Dataset entries:
• • • • •

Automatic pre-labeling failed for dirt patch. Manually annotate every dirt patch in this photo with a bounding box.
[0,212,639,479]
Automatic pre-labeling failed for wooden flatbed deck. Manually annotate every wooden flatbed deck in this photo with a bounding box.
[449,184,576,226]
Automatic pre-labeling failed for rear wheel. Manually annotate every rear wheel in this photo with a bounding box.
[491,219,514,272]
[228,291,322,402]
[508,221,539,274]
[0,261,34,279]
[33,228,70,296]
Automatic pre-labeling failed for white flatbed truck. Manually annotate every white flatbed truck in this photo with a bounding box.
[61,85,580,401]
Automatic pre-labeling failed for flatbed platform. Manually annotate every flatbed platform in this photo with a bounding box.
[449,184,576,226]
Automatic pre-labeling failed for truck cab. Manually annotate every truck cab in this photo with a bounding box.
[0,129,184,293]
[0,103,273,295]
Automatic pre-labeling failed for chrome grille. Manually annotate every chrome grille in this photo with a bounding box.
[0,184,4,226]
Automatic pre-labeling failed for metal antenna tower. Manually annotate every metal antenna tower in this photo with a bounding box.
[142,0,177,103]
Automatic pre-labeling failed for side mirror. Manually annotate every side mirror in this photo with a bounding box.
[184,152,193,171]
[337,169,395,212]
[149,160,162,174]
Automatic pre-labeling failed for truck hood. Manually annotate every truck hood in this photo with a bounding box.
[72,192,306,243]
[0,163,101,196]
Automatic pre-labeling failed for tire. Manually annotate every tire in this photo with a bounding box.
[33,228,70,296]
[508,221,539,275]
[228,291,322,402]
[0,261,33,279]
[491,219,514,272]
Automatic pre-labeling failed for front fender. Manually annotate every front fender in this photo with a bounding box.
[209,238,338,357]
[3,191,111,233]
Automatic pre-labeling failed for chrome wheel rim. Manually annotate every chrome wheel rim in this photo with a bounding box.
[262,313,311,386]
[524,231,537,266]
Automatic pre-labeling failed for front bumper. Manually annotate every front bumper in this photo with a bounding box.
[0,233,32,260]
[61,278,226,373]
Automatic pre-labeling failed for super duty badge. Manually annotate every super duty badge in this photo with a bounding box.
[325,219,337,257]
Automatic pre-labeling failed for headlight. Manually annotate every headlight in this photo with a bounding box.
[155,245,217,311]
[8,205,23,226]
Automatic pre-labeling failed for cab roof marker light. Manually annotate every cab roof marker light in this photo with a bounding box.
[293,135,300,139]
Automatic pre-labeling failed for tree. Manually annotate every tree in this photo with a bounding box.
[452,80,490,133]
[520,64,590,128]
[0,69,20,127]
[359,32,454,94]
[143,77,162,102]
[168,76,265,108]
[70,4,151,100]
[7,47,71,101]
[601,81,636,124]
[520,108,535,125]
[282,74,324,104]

• • • • •

◆ BRIEF: Every entry that appears above should be duplicated exactly.

◆ PROBLEM SOLUTION:
Automatic pre-labeling failed for dirt patch. Manually annotate every dirt patch in this photo with a bounding box.
[0,212,639,479]
Automatic pre-labeling failed for wooden flatbed deck. Manually annotate every wooden flatbed deck in this photo with a bounding box.
[449,184,576,226]
Automatic pre-labeling failed for rear wheel. Manually annotate every rear wheel in this photo with a bounding box.
[491,219,514,272]
[228,291,322,402]
[508,221,539,274]
[0,261,34,279]
[33,228,70,296]
Automatic pre-labeling failed for white flatbed truck. Manually annotate every white flatbed truck in this photo with a bounding box.
[61,85,580,401]
Automatic pre-labeling failed for flatbed platform. Manually annotate every flatbed platform in this photo with a bounding box.
[449,184,576,226]
Automatic pre-labeling failed for truck cab. Manually annotate every truck cab in this photo with a bounding box.
[0,129,184,293]
[0,103,273,295]
Automatic pre-labeling failed for chrome grille. Manually annotate every chrome grille in this photo with a bounding box.
[0,184,4,226]
Automatic pre-labeling failed for metal antenna tower. Manually annotate every metal antenna tower in this photo with a bounding box.
[142,0,177,103]
Automatic pre-labeling failed for side mirror. Manually annotate every side mirror in this photo with a bounding box.
[184,152,193,171]
[337,169,395,212]
[149,160,162,174]
Automatic pre-labeling failed for truck hood. Manually annotate every truck hood in this photo with a bounding box.
[72,192,306,243]
[0,163,101,196]
Automatic pre-labeling failed for tire. Manually annotate every tire in this photo with a bounding box.
[33,228,70,296]
[508,221,539,275]
[228,291,322,402]
[0,261,33,279]
[491,219,514,272]
Automatic pre-labeling failed for front fender. Manually annotate every front fender in this photo with a bounding box.
[209,238,338,357]
[3,191,111,233]
Automatic pre-labeling failed for chrome wheel rim. Manually annotate every chrome wheel rim in this photo with a bounding box.
[262,313,311,386]
[524,231,537,266]
Automatic pre-labeling failed for front bumper. Manually annotate every front bumper in this photo with a bounding box.
[0,233,32,260]
[61,278,226,373]
Automatic pre-labeling failed for super duty badge. Manually annotate every super duty badge in this photo with a bounding box.
[325,219,337,257]
Automatic pre-labeling failed for headlight. Manually annotate every headlight in this photo with a bounding box.
[155,245,217,311]
[8,205,23,226]
Automatic pre-labeling failed for cab roof marker light. Manually annotate every cab roof marker light in this photo with a bounding box.
[293,135,300,139]
Automatic pre-labeling failed for tree. Manually annotate every tree in this photo with a bounding box.
[452,80,490,133]
[520,64,590,128]
[0,69,20,127]
[359,32,454,94]
[143,77,162,102]
[168,76,265,108]
[70,4,151,100]
[7,47,71,101]
[601,81,636,124]
[520,108,535,125]
[282,74,324,104]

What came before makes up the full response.